**WRITTEN REQUEST:**
Extract every line of the material below that contains the string "shorts", treating uppercase and lowercase letters as distinct.

[Recorded data]

* * *

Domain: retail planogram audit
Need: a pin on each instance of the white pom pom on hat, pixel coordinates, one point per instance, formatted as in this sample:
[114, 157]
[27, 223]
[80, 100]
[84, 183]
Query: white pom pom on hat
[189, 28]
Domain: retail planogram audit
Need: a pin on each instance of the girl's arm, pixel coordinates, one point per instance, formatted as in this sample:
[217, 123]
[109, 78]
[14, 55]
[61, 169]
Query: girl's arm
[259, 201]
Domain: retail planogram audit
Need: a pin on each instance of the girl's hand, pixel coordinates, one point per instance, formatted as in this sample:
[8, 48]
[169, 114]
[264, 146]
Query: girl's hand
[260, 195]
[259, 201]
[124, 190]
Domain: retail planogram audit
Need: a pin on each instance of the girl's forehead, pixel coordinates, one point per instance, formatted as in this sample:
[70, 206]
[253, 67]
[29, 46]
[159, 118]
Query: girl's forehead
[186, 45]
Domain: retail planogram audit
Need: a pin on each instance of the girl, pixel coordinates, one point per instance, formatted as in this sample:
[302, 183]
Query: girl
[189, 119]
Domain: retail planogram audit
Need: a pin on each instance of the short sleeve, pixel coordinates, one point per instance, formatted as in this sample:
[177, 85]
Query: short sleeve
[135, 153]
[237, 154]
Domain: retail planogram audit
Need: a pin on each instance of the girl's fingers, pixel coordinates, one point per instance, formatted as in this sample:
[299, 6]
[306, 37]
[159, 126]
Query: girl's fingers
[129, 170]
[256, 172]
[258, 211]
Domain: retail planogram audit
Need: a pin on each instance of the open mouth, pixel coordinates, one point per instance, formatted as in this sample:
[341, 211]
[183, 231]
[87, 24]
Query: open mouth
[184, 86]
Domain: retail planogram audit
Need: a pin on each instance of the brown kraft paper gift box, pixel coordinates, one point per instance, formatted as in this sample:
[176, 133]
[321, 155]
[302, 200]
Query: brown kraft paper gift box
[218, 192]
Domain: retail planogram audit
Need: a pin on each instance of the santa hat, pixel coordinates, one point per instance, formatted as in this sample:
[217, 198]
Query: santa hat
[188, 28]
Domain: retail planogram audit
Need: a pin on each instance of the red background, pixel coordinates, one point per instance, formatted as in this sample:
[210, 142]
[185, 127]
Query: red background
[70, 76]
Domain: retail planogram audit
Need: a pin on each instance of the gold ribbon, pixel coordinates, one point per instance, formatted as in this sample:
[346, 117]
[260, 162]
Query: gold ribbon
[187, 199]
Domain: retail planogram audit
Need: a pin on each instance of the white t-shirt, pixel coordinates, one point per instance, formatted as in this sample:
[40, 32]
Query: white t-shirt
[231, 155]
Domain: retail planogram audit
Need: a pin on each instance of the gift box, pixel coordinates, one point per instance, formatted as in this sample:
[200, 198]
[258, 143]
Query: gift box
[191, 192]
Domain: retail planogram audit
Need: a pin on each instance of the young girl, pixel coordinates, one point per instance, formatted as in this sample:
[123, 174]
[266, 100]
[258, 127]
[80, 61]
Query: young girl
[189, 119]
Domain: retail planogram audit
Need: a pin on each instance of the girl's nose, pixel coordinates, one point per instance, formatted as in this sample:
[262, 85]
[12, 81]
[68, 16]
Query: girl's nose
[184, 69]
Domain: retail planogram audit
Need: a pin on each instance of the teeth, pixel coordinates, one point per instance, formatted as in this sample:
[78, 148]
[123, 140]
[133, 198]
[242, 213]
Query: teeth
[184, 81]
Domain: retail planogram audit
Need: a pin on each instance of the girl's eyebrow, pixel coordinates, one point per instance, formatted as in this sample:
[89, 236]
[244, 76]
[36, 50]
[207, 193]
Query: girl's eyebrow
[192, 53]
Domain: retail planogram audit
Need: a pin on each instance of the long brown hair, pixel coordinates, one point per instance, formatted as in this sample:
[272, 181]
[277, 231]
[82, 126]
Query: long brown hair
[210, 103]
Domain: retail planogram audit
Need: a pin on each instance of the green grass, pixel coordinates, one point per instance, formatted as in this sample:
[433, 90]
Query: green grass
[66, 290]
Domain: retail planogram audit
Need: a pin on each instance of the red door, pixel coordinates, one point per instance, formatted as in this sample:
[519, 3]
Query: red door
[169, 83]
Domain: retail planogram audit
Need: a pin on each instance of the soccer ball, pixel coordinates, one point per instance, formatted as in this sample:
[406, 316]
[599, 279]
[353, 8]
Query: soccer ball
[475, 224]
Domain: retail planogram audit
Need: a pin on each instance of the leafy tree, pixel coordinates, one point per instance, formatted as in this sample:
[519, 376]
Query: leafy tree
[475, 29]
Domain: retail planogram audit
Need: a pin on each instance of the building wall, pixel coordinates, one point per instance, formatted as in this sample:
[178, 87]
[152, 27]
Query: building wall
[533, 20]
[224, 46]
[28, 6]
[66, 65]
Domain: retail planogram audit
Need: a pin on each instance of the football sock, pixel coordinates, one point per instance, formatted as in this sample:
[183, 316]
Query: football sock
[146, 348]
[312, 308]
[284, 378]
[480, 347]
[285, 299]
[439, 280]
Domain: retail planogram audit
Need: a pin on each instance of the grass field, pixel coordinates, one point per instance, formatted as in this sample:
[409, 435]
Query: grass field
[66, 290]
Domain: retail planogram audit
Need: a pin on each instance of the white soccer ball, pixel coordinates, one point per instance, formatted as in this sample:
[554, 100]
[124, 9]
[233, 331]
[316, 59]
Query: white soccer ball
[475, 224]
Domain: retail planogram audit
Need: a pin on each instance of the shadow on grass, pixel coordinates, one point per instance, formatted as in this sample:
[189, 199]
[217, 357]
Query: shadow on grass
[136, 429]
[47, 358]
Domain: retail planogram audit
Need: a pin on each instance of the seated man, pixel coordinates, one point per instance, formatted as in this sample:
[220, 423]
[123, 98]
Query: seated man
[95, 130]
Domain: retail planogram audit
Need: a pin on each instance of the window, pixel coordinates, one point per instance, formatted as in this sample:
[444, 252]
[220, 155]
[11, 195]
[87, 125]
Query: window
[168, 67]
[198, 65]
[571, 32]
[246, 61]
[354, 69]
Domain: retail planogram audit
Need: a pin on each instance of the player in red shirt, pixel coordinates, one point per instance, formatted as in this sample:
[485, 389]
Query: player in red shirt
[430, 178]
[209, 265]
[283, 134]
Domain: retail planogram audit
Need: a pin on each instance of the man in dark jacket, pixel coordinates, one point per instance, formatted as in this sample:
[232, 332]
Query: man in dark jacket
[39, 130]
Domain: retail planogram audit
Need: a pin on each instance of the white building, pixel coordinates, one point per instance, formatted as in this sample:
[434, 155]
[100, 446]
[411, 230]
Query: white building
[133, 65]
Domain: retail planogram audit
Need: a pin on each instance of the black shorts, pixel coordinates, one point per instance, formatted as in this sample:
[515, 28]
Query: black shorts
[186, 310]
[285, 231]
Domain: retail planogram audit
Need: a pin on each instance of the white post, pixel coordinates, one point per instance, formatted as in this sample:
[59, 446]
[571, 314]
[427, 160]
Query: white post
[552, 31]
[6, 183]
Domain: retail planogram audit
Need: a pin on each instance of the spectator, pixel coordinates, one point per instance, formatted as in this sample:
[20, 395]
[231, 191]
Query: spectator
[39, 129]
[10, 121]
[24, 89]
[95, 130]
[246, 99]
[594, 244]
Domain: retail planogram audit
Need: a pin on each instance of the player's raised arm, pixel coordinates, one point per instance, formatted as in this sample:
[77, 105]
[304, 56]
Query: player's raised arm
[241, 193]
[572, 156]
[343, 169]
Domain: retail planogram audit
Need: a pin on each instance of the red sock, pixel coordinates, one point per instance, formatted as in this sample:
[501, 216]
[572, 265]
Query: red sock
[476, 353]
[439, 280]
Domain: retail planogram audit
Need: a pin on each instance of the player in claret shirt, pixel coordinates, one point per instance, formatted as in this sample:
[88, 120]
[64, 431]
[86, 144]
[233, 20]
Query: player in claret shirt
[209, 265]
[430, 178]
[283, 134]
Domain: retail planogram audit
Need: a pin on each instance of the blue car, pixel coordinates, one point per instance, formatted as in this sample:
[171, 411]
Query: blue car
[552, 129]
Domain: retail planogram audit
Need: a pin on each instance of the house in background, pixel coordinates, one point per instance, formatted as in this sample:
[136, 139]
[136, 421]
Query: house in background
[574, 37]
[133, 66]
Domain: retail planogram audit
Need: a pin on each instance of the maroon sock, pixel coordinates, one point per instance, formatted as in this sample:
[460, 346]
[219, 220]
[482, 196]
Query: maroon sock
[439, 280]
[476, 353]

* * *

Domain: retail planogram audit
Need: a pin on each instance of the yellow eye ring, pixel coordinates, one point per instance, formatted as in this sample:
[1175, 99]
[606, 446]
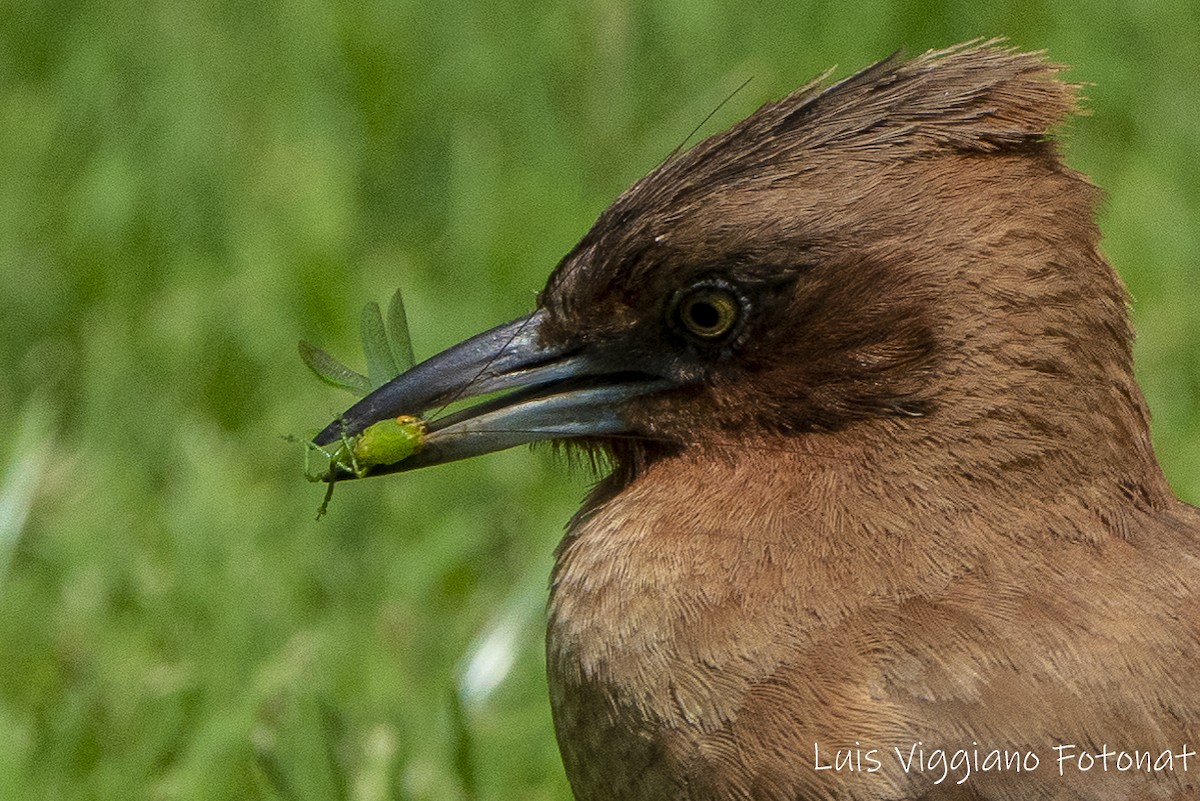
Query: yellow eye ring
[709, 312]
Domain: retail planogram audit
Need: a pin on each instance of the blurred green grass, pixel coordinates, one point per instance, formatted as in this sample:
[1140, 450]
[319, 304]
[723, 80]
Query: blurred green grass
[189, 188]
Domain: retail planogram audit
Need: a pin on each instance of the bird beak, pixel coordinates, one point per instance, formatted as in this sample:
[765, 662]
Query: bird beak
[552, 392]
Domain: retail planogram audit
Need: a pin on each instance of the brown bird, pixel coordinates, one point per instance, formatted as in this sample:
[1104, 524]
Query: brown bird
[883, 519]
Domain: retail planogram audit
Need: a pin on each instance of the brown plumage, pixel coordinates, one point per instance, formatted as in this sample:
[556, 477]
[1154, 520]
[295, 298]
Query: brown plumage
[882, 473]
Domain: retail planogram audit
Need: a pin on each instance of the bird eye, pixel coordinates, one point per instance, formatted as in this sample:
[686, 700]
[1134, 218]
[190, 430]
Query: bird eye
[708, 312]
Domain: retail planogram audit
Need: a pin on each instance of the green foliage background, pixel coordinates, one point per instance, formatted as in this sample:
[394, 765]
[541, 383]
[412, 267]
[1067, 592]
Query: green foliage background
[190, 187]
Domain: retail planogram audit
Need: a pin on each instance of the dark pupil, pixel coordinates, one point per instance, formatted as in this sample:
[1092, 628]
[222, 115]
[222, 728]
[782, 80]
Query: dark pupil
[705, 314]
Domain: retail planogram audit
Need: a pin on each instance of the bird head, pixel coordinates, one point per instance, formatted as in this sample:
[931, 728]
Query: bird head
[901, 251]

* * *

**RESPONSE TO THE EXERCISE:**
Need: a pin on each instance of the black shorts, pixel coordinates, one point per instance, formatted as in this sample:
Query: black shorts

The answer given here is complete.